• [INSTRUCTIONS FOR THE TASK]:
Find the lines in the records that carry the word "above". Copy each one.

━━━━━━

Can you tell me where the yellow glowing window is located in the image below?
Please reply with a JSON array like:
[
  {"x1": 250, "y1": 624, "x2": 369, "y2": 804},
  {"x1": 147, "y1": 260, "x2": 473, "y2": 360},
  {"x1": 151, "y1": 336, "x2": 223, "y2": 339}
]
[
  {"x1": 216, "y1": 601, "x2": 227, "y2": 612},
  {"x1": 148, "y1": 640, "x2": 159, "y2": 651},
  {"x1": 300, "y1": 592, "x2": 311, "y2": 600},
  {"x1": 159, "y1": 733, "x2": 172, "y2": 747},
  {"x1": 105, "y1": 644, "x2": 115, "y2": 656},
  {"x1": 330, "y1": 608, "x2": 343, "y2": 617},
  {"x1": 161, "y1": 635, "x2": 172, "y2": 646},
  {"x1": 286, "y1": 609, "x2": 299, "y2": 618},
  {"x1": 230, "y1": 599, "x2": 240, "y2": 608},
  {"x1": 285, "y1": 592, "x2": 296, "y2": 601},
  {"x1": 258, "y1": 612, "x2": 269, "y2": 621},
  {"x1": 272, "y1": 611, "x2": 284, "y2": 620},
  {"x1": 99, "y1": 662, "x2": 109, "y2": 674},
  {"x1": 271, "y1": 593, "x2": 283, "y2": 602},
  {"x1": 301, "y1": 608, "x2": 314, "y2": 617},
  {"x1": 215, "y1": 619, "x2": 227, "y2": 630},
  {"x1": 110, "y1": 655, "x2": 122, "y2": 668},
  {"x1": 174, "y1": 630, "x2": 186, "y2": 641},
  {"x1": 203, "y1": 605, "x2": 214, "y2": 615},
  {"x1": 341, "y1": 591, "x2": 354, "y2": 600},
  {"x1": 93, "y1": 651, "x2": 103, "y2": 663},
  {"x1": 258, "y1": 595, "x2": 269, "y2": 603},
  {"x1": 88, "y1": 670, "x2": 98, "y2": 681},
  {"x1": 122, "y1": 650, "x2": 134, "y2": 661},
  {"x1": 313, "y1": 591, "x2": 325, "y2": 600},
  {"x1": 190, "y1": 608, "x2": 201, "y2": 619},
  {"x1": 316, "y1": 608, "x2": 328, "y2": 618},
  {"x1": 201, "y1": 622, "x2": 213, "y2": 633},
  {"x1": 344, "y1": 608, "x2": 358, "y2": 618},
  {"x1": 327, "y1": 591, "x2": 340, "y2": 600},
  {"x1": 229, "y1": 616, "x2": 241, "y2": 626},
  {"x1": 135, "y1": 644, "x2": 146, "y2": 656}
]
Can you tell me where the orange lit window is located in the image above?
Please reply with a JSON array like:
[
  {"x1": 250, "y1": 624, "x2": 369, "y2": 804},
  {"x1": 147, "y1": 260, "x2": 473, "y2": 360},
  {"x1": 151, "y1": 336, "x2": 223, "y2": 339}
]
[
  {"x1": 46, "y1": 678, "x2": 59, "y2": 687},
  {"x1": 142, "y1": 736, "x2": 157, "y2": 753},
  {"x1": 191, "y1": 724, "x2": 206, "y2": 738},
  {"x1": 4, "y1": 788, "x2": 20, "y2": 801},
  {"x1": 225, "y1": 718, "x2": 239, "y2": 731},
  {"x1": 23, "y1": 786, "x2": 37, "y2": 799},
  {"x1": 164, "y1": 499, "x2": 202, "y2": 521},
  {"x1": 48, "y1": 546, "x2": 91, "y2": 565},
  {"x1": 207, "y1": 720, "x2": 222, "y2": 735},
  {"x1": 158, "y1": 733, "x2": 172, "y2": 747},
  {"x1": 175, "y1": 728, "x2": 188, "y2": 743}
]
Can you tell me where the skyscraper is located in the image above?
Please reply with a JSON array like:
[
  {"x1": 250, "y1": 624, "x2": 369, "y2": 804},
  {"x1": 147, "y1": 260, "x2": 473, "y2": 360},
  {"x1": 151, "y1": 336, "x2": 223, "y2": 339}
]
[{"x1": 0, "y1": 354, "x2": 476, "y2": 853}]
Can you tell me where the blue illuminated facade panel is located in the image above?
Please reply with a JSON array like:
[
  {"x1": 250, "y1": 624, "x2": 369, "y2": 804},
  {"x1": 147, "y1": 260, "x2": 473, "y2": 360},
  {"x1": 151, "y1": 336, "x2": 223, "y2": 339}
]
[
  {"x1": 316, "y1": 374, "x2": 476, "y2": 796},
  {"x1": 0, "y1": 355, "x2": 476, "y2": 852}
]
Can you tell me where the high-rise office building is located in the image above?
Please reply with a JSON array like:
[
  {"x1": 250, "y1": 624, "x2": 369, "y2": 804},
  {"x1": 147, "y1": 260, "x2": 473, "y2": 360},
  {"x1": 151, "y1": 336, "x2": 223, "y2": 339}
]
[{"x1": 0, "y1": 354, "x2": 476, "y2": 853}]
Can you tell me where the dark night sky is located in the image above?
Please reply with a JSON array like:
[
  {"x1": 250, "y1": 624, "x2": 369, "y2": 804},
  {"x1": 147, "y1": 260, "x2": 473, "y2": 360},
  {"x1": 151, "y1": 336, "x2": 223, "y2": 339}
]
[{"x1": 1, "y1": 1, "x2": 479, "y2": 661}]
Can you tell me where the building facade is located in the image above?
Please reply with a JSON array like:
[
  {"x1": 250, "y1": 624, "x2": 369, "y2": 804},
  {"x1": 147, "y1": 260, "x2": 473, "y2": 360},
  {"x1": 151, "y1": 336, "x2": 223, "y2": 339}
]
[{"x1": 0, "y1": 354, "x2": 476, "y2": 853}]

━━━━━━

• [RESULT OF THE TASK]:
Can you tell me where the orange lit window is located in the image above?
Can you tell me where the skyscraper is located in the image above?
Can you tell me where the blue illuminated facade panel is located in the image above?
Can you tell me where the high-rise office building is located in the image above?
Can you tell me where the dark night sky is located in the image above?
Can you tell me where the building facade is located in the image above?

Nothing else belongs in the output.